BRANO FORNITO »
+--
C'è un neologismo, "degiovanimento", che ha coniato per raccontare la perdita di cambiamento e di crescita.

“L’Italia, più di altri paesi, sta vivendo un inedito e profondo processo di “degiovanimento”, ovvero di riduzione strutturale della presenza quantitativa di giovani nella popolazione e nella società. Tale riduzione quantitativa si associa, paradossalmente, anche a un disinvestimento qualitativo pubblico, ovvero a una carenza di spazi, strumenti e opportunità, che impoveriscono i percorsi di vita dei giovani e indeboliscono il loro ruolo nei processi di cambiamento e produzione di benessere. Sulle voci che riguardano la formazione, l’orientamento, i servizi per l’impiego, le politiche abitative, ricerca, sviluppo e innovazione, da troppo tempo l’incidenza sul prodotto interno lordo risulta da decenni più bassa rispetto alla media europea. La conseguenza è un’alta percentuale di NEET (i giovani che non studiano e non lavorano), una lunga dipendenza economica dalla famiglia di origine, un’età al primo figlio che risulta mediamente la più alta in Europa, una continua revisione al ribasso delle proprie scelte di vita e professionale”.

 Lei in un articolo ha ricordato che l'Italia ha il record in Europa di giovani-adulti che si trovano questa condizione - Neither in Employment or in Education or Training - non lavorano, né si formano. Cosa fare?
+--
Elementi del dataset

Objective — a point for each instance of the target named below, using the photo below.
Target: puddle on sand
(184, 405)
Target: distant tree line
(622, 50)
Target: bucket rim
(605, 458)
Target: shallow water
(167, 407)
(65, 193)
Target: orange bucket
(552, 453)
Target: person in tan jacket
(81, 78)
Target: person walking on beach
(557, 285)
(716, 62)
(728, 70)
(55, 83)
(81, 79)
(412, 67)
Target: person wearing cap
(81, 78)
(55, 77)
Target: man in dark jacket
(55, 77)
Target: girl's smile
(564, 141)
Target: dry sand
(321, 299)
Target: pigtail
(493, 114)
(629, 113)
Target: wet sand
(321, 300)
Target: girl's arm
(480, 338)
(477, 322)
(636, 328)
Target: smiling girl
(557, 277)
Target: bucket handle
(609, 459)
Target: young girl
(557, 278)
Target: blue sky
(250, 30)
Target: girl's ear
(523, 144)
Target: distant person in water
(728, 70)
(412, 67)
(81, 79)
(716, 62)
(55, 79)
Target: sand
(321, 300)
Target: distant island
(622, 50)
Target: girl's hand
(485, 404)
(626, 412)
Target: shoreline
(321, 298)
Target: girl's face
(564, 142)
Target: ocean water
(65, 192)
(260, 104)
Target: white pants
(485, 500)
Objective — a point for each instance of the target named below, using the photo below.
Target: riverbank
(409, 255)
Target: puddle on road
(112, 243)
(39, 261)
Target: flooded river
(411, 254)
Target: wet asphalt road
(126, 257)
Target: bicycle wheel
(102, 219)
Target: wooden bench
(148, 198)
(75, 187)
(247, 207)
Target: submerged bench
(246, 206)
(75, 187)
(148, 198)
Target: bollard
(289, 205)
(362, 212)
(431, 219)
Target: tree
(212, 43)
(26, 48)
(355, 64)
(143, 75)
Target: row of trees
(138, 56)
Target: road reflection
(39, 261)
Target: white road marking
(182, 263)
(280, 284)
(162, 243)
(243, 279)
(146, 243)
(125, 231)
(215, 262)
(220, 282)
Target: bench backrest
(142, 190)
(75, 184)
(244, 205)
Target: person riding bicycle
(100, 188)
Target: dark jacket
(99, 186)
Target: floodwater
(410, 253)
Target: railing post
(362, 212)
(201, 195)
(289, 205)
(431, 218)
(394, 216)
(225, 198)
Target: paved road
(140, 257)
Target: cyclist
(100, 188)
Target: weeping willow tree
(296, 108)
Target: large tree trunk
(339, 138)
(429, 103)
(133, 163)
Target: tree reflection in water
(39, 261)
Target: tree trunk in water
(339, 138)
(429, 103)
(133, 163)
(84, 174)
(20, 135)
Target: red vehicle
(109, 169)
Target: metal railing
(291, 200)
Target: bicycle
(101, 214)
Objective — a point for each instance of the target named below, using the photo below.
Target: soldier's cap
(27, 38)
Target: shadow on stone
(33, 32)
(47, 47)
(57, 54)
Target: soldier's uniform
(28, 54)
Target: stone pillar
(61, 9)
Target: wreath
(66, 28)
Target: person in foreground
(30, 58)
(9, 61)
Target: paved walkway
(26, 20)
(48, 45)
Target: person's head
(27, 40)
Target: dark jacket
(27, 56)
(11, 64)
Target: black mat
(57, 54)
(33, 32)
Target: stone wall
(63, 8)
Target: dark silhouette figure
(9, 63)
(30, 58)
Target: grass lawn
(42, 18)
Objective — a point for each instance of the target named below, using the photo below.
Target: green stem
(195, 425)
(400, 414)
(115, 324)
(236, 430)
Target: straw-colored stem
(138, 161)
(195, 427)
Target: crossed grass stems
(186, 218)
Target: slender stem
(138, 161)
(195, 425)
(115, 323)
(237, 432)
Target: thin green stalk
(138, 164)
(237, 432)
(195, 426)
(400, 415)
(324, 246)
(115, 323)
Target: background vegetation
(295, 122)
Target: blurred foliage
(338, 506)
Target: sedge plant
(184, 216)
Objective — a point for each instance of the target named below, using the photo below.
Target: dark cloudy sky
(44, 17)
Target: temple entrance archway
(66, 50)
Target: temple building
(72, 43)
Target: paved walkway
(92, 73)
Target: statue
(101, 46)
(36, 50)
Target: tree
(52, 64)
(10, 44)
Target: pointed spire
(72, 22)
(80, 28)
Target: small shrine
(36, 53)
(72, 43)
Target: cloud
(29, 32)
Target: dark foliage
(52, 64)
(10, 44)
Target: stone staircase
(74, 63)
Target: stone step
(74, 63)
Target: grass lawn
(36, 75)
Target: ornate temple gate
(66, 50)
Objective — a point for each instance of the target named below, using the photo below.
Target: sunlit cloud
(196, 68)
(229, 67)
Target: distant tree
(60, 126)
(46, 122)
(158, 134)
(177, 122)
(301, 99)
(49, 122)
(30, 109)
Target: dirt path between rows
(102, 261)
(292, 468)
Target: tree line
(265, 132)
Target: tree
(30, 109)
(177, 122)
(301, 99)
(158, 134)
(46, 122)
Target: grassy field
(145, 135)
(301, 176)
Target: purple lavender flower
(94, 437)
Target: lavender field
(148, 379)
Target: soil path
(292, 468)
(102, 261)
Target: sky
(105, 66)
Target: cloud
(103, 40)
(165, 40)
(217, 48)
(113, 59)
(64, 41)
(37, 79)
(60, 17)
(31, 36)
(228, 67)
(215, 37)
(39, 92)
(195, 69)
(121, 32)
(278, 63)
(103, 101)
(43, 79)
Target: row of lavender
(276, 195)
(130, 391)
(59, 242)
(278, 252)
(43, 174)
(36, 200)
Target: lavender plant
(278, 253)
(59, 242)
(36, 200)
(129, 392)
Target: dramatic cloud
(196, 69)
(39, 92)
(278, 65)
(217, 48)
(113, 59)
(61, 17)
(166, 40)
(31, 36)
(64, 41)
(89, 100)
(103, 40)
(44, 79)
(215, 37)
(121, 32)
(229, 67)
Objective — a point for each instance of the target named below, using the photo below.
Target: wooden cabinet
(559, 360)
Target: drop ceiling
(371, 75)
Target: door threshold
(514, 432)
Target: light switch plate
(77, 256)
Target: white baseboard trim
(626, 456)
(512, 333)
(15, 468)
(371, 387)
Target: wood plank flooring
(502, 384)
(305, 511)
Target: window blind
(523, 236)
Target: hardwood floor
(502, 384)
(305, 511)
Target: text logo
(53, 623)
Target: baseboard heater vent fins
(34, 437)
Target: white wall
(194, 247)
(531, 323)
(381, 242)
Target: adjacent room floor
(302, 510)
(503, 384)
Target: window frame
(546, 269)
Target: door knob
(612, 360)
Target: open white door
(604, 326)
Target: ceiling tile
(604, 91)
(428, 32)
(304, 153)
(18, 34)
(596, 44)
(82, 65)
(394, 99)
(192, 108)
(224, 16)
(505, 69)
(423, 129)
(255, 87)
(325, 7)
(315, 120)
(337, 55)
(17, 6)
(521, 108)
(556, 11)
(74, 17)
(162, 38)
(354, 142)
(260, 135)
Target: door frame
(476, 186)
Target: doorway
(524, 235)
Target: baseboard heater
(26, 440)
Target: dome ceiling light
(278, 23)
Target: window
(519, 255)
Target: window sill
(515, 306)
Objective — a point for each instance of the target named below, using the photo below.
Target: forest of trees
+--
COMPITI DA SVOLGERE »
[a] Elenca le conseguenze che il brano sul degiovanimento attribuisce alla bassa incidenza sul PIL della spesa pubblica per i giovani.
[b] Scrivi il seguito del brano sul degiovanimento, partendo subito dopo la domanda «Cosa fare?».

RISPOSTE NUMERATE »
[a]
- Un'alta percentuale di NEET (i giovani che non studiano e non lavorano)
- Una lunga dipendenza economica dalla famiglia di origine
- Un'età al primo figlio che risulta mediamente la più alta in Europa
- Una continua revisione al ribasso delle proprie scelte di vita e professionale

[b]
“Cambiare strategia di sviluppo per il paese. Al di là dei livelli attuali di disoccupazione e sottoccupazione quello che pesa ai giovani, infatti, è soprattutto il non sentirsi inseriti in processi di crescita, di essere inclusi in un percorso che nel tempo consenta di dimostrare quanto si vale e di veder riconosciuto pienamente il proprio impegno e il proprio valore. Va considerato che nel nostro paese, rispetto alle altre economie con cui ci confrontiamo, maggiore è il guadagno in termini di occupazione che si potrebbe ottenere da una migliore formazione e da un più efficiente utilizzo del capitale umano. Serve un piano, quindi, che progressivamente possa riuscire a portare almeno sulla media europea gli indicatori chiave della transizione scuola-lavoro e della valorizzazione del capitale umano dei nuovi entranti. Dobbiamo spezzare questa spirale negativa che impoverisce sia i percorsi individuali che il percorso di sviluppo della società e dare una spinta decisiva per le sorti del Paese”.